Bolehkah Walimah Khitan?

Pertanyaan
بِسْـمِ اللّهِ الرَّحْمنِ الرَّحِيْمِ
اَلسَّلاَمُ عَلَيْكُمْ وَرَحْمَةُ اللّهِ وَبَرَكَاتُه
Afwan ustadz, terkait dengan dalil walimah khitan yang diperselisihkan para ulama, pendapat mana yang lebih rajih ustadz?
Jazaakalllohu khoiron
(Sahabat BiAS T06)
Jawaban
وَعَلَيْكُمُ السَّلاَمُ وَرَحْمَةُ اللّهِ وَبَرَكَاتُهُ
بِسْـمِ اللّهِ
Pendapat yang rajih wallahu ta’ala a’lam adalah pendapat yang menyatakan bolehnya walimatul khitan. Diantara dalil dan alasannya adalah :
1. Walimatul Khitan ini adalah bagian dari adat kebiasaan dan bukan merupakan ritual agama, sedang hukum asal dari kebiasaan adalah halal sampai ada dalil yang mengharamkannya.
Kaidah menyatakan :
الأصل في الأشياء الإباحة حتى يدل الدليل على التحريم
“Hukum asal dari sesuatu adalah diperbolehkan sampai ada dalil yang menyatakan keharamannya.”
(Al-Qawa’id Al-Fiqhiyyah Wa Tabiqatuha Fil Madzhabil Arba’ah : 1/190).
Ada riwayat memang yang dijadikan alasan sebagian kalangan untuk tidak mendatangi walimatul khitan berikut redaksinya :
عن الحسن قال: دعي عثمان بن أبي العاص إلى ختان، فأبى أن يجيب، فقيل له، فقال: إنا كنا لا نأتي الختان على عهد رسول الله – صلى الله عليه وسلم – ولا ندعى له
“Dari Al-Hasan Al-Bashri berkata ; Utsman bin Abil ‘Ash diundang ke acara khitan namun beliau enggan mendatanginya lalu ditanyakan kepada beliau dan beliau menjawab ; ‘Sesungguhnya kami tidak pernah mendatangi khitan di masa Rasulullah shalallahu ‘alaihi wa sallam dan kamipun tidak pernah mengundang untuk acara tersebut.”
(HR Ahmad : 4/217).
Hanya saja riwayat ini dihukumi dha’if/lemah oleh para ulama karena keberadaan seorang rawi bernama Muhammad bin Ishaq yang mana ia ini seorang Mudallis. Alasan kedua periwayatan Hasan Al-Basri dari Utsman bin Abil ‘Ash ini diperselisihkan oleh para ulama.

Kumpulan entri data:
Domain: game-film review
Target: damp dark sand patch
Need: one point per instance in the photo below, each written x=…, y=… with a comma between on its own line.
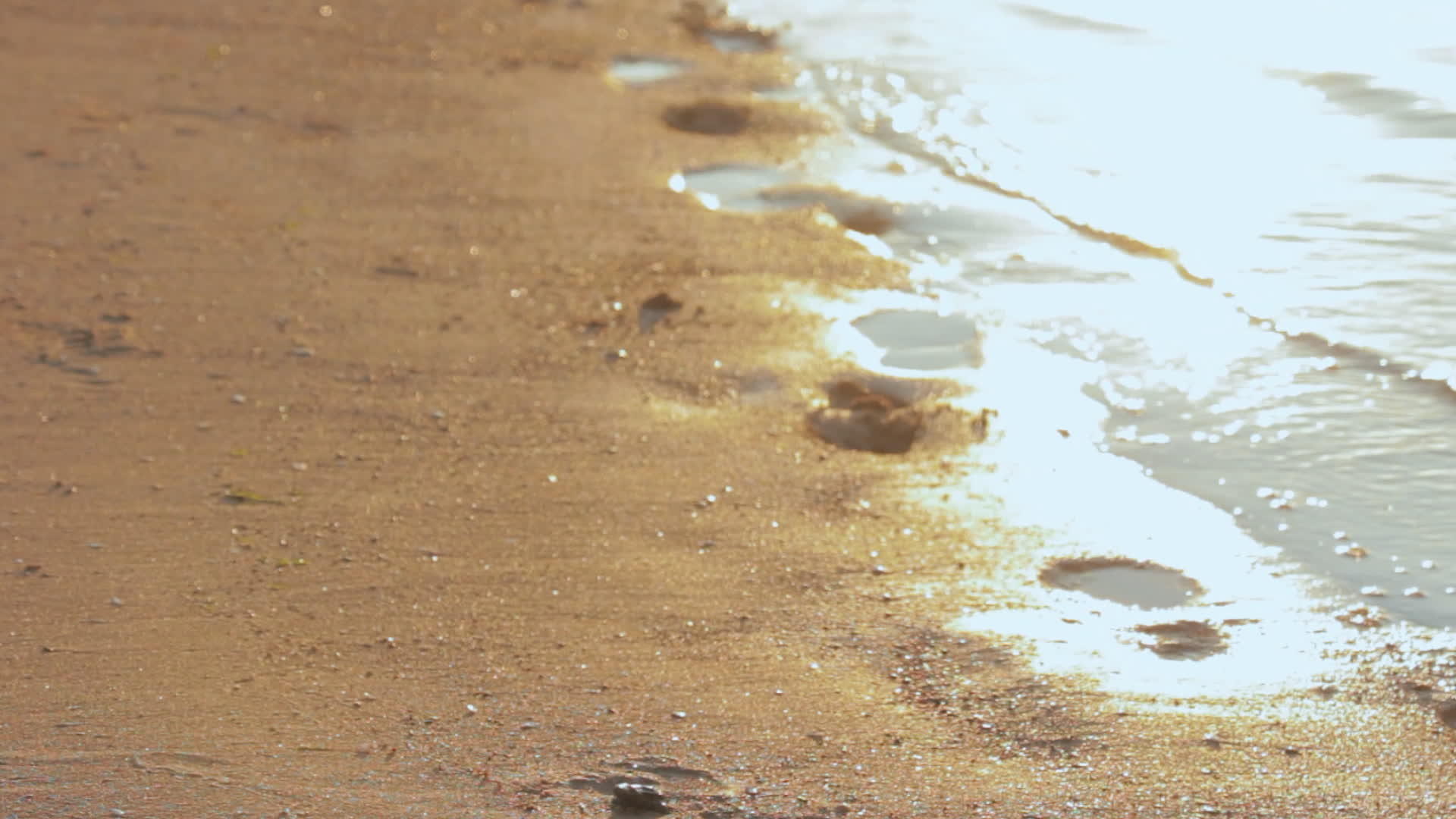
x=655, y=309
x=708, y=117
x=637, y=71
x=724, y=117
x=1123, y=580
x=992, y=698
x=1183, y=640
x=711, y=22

...

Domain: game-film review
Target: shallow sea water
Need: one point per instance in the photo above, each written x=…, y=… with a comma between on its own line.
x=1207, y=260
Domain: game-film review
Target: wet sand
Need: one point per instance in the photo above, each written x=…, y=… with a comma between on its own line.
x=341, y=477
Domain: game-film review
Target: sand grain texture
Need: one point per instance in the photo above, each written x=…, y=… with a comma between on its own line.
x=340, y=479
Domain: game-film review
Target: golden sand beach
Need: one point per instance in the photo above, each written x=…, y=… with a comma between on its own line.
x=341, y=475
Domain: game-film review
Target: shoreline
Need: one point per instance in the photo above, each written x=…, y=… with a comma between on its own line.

▶ **Tujuan**: Tolong tuliskan kembali bagian dari tanya jawab tentang walimah khitan di atas, dari "Jazaakalllohu khoiron" sampai "Arba’ah : 1/190).", tanpa mengubah satu kata pun.

▶ **Jawaban Tertulis**:
Jazaakalllohu khoiron
(Sahabat BiAS T06)
Jawaban
وَعَلَيْكُمُ السَّلاَمُ وَرَحْمَةُ اللّهِ وَبَرَكَاتُهُ
بِسْـمِ اللّهِ
Pendapat yang rajih wallahu ta’ala a’lam adalah pendapat yang menyatakan bolehnya walimatul khitan. Diantara dalil dan alasannya adalah :
1. Walimatul Khitan ini adalah bagian dari adat kebiasaan dan bukan merupakan ritual agama, sedang hukum asal dari kebiasaan adalah halal sampai ada dalil yang mengharamkannya.
Kaidah menyatakan :
الأصل في الأشياء الإباحة حتى يدل الدليل على التحريم
“Hukum asal dari sesuatu adalah diperbolehkan sampai ada dalil yang menyatakan keharamannya.”
(Al-Qawa’id Al-Fiqhiyyah Wa Tabiqatuha Fil Madzhabil Arba’ah : 1/190).